• **TEXT UNDER STUDY**:

Brown’s last day on the job will be June 4, the same day a monument will be unveiled in Moncton marking the second anniversary of the tragic shootings that claimed the lives of RCMP officers Doug Larche, David Ross and Fabrice Gevaudan.

“You don’t just move on from that,” Brown said. “It’s part of me, its part of the organization, it’s part of the time when I was here and June 4 was the right date.”

Some might say that would bring back hurtful memories, but Brown says he also sees it as a time his community came together.

“The police, the community, the media, social media, everybody worked together and that, to me, is positive.”

“Losing three members , yeah that will always be there,” said Brown. “It’s a big one but you hope to get through it like everybody else.”

Many issues faced the force during his tenure

Brown spoke at length about other serious issues the force has faced in the last three years, including clashes with first nations communities over shale gas fracking in 2013, the tragic deaths of the Barthe brothers in Campbellton, and the October 2014 death of Cpl. Ron Francis.

Francis, a member of Kingsclear First Nation took his own life while on medical leave from the RCMP. His story made national headlines for his smoking of medical marijuana while in uniform.

Brown said he was hurt and disappointed by that outcome.

“A lot of people made that, or tried to turn that into a marijuana issue —; a medical marijuana issue,” Brown said. “It wasn’t. It was a mental health issue and Ron, to his credit, raised that awareness.”

Brown says there are challenges ahead in policing because of cash strapped governments. He says that means a need to focus on different ways of doing police work.

“It’s not about having a cop on every corner —; we cant afford a cop on every corner —; but we need the right cop on the right corner.”

Brown says his proudest moments include giving his son his police badge 12 years ago as well as the way the community came together following the Moncton shootings.

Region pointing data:
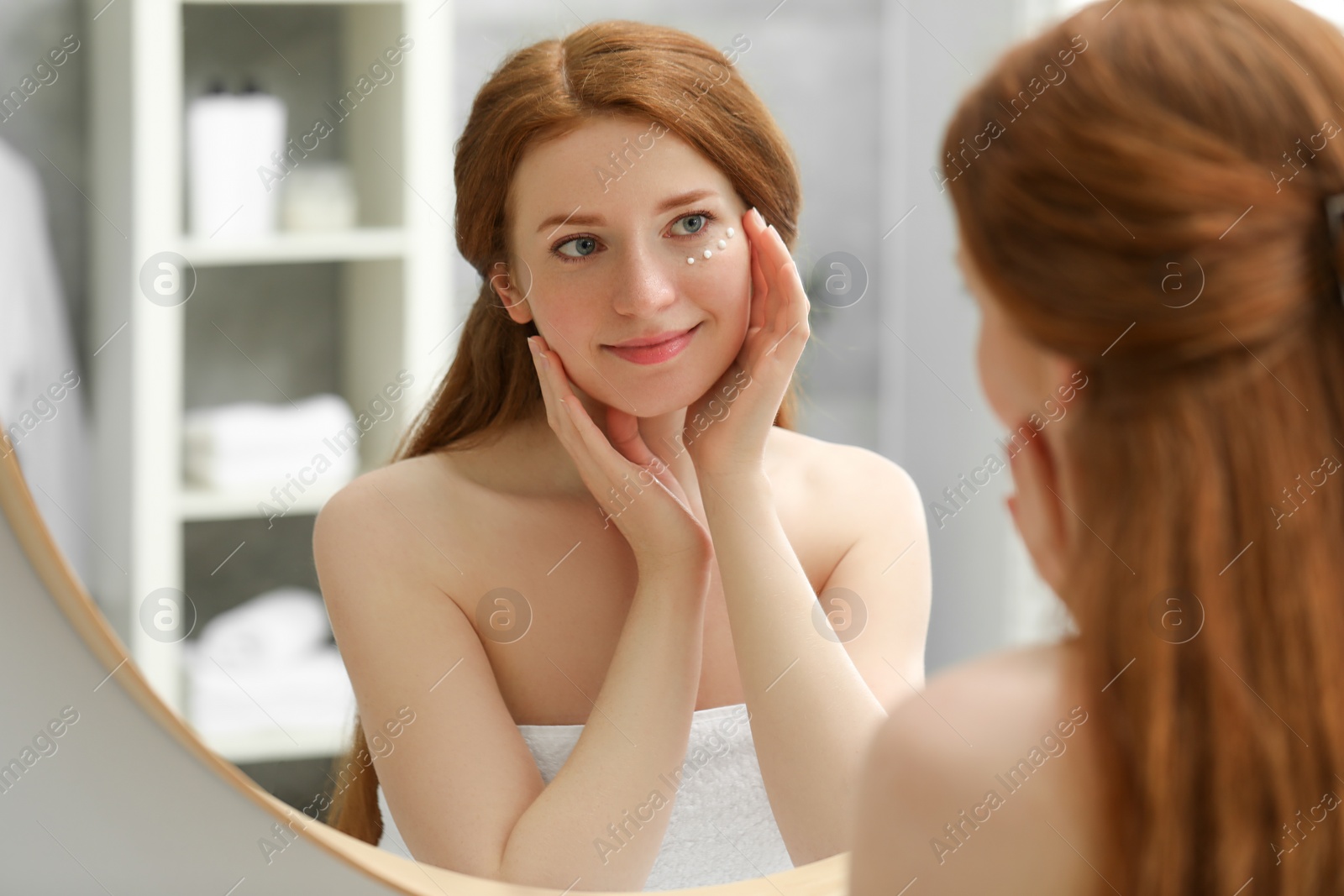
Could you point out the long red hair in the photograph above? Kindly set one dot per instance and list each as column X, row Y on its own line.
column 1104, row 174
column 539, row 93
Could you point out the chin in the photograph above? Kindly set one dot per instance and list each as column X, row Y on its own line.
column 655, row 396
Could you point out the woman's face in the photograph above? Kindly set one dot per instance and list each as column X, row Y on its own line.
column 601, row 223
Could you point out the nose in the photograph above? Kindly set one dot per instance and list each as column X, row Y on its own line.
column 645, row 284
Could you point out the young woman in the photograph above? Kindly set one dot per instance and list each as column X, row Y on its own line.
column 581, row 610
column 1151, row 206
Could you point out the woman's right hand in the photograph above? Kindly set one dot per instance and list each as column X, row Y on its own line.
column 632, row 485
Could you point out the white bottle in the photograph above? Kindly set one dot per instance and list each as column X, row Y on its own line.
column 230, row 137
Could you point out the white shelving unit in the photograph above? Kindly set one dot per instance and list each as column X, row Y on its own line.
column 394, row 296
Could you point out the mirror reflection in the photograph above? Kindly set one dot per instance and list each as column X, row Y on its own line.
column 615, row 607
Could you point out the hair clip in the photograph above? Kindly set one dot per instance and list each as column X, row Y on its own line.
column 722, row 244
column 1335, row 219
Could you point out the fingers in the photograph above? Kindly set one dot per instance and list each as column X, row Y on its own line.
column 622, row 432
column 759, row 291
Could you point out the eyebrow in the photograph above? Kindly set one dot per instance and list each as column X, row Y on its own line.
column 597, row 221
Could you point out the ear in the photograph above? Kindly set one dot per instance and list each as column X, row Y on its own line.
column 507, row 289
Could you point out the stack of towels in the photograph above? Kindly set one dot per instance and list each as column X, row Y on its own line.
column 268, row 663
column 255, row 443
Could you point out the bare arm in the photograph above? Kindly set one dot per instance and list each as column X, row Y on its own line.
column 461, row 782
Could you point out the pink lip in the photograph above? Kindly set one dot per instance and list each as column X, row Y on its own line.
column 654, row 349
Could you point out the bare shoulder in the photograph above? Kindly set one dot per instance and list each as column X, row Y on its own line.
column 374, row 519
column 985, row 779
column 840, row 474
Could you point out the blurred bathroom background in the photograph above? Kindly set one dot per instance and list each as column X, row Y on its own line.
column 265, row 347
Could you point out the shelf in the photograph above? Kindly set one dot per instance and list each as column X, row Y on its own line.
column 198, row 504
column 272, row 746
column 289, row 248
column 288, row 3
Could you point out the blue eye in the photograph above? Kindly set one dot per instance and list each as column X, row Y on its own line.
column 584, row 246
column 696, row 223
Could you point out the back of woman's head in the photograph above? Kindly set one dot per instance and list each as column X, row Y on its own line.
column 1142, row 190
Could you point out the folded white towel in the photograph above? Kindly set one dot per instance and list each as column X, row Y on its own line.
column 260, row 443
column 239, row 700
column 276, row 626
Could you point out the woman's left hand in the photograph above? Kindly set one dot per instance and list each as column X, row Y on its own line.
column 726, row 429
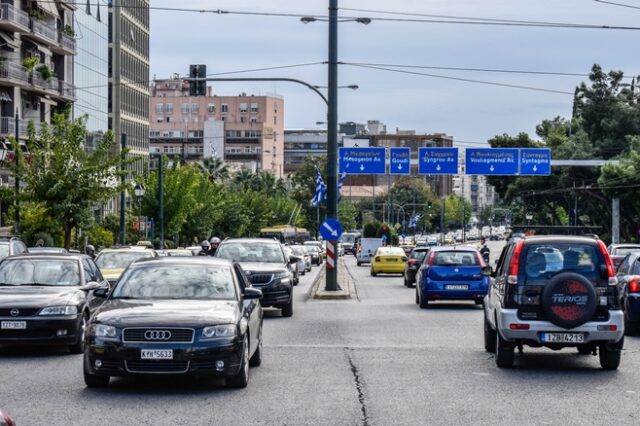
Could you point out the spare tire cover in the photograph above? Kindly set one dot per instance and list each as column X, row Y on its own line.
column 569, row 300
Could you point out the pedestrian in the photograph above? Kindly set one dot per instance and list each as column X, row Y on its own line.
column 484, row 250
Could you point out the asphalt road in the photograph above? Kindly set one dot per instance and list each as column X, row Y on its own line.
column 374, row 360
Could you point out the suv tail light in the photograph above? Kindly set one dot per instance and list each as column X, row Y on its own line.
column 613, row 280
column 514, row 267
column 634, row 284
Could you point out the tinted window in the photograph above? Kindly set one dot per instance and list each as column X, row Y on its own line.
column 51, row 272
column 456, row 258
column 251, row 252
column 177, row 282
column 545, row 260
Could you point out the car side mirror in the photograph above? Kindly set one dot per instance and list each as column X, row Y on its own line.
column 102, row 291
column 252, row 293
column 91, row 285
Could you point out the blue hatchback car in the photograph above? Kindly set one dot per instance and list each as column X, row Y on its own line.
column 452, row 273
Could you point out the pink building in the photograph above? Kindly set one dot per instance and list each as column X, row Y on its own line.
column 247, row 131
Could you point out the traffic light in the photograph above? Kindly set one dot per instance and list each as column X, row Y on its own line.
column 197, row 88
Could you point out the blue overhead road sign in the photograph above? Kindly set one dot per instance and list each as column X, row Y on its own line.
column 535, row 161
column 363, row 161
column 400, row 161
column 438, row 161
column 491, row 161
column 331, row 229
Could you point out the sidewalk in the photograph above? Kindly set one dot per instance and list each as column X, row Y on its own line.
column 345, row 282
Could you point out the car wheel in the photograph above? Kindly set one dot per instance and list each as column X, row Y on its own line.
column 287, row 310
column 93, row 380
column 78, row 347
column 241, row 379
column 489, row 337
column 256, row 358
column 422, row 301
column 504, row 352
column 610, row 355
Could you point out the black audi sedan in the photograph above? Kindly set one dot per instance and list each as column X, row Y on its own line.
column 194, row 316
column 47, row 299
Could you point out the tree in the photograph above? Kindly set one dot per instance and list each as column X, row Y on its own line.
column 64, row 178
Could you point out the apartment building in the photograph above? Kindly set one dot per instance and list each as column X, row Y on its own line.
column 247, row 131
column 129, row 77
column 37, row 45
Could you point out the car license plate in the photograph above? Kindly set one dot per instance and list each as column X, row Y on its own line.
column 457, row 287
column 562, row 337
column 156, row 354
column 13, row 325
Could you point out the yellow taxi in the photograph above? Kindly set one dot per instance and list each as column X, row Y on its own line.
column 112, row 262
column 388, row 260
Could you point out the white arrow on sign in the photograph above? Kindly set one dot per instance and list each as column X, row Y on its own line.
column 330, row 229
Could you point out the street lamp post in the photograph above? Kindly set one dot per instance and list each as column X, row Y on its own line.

• **WHAT YOU SHOULD DO**: Repeat word for word the part of the article about Brown's departure from the RCMP that begins with the words "Brown’s last day" and ends after the words "community came together.".

• **TASK RESPONSE**:
Brown’s last day on the job will be June 4, the same day a monument will be unveiled in Moncton marking the second anniversary of the tragic shootings that claimed the lives of RCMP officers Doug Larche, David Ross and Fabrice Gevaudan.

“You don’t just move on from that,” Brown said. “It’s part of me, its part of the organization, it’s part of the time when I was here and June 4 was the right date.”

Some might say that would bring back hurtful memories, but Brown says he also sees it as a time his community came together.